■ **SUPPLIED MATERIAL**
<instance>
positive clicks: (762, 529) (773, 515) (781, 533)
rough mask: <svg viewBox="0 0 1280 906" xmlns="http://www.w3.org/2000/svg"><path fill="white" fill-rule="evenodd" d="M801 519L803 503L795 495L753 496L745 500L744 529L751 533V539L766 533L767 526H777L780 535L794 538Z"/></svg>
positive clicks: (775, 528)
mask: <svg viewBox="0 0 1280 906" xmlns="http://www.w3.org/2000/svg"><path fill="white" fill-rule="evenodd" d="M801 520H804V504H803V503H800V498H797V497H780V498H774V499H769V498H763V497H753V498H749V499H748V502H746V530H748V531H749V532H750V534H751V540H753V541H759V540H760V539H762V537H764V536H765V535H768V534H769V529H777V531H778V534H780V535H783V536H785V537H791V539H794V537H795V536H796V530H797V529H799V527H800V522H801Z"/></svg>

■ **PROBLEM TO SOLVE**
Write the material out once more, keeping each line exact.

■ **EXPECTED ANSWER**
<instance>
positive clicks: (762, 529) (773, 515) (781, 533)
rough mask: <svg viewBox="0 0 1280 906" xmlns="http://www.w3.org/2000/svg"><path fill="white" fill-rule="evenodd" d="M801 519L803 503L795 495L753 496L745 500L744 529L751 533V539L766 533L767 526H777L780 535L794 538Z"/></svg>
positive clicks: (775, 528)
mask: <svg viewBox="0 0 1280 906" xmlns="http://www.w3.org/2000/svg"><path fill="white" fill-rule="evenodd" d="M801 520H804V504H803V503H800V498H797V497H780V498H774V499H769V498H763V497H753V498H749V499H748V502H746V530H748V531H749V532H750V534H751V540H753V541H759V540H760V539H762V537H764V536H765V535H768V534H769V529H777V531H778V534H780V535H783V536H785V537H791V539H794V537H795V536H796V530H797V529H799V527H800V522H801Z"/></svg>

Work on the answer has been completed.